### Work required
Can you carry on the piece about RBI and FIU-IND penalties on India's cooperative banks, starting after its final sentence?

### Provided text
# # # # # # #

The Covid-19 pandemic over the last two years has not stopped the Reserve Bank of India (RBI) and the Financial Intelligence Unit India (FIU-IND) from cracking the whip on the cooperative banking sector. For the second year in a row, the sector was hit with the highest number of penalties.
Changes introduced in 2020 to the Banking Regulation Act brought urban cooperative banks under the direct supervision of the RBI, treating them at par with commercial banks. The RBI seems to be utilizing the regulatory and supervisory oversight accorded to it through enforcement actions on cooperative banks to fix compliance issues.
Besides, the Mutual Evaluation of India by the Financial Action Task Force (FATF) is already underway and fixing strategic deficiencies is critical to demonstrating technical compliance and effectiveness. Cooperative banks are one such sector perceived as having weaker Anti-Money Laundering (AML) and Countering the Financing of Terrorism (CFT) controls compared to traditional banks.

# # # # # # #

### Dataset records
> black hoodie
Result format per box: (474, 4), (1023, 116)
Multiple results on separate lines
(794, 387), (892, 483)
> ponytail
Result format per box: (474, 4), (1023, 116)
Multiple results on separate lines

# # # # # # #

### Result
Penalties Increase Seven-fold in FY 2021-22
The RBI and FIU-IND collectively penalized 41 banks and financial institutions in Financial Year (FY) 2021-22 (from April 2021 to March 2022) for various deficiencies in their Know Your Customer (KYC) and AML programmes. The number of institutions penalized almost doubled from 21 in the previous year to 41 in FY 2021-22. In sharp contrast to the previous year, the Reserve Bank of India (RBI) was more active than the FIU-IND in FY 2021-22, penalizing 37 institutions as against only 4 in the previous year.
The total penalty amount was a thumping 6.7 times more than in the previous year increasing from INR 1,67,40,000 (USD 2,21,670) in the previous year to INR 11,23,50,000 (USD 1,486,851) in FY 2021-22.
It is important to note that the penalty amount levied by the RBI for AML/KYC deficiencies could be significantly overstated. This is because the RBI India may levy cumulative penalty for multiple violations or contraventions (including other than KYC/AML violations) but does not provide a breakdown by each violation separately. Accordingly, penalties levied upon 24 out of the 37 FIs penalized by the RBI were for multiple violations that included AML/KYC as one of the areas for which the institution was penalized.
Penalties Increase Seven-fold in FY 2021-22
34 out of the 41 banks and financial institutions (FIs) penalized during the year were cooperative banks, while in the previous year, 14 out of the 21 FIs penalized were cooperative banks. Within this sector, the highest number of penalties were levied on non-scheduled urban cooperative banks. The average penalty amount levied on cooperative banks has also increased significantly from INR 1,06,429 in FY 2020-21 to INR 10,38,235 in FY 2021-22.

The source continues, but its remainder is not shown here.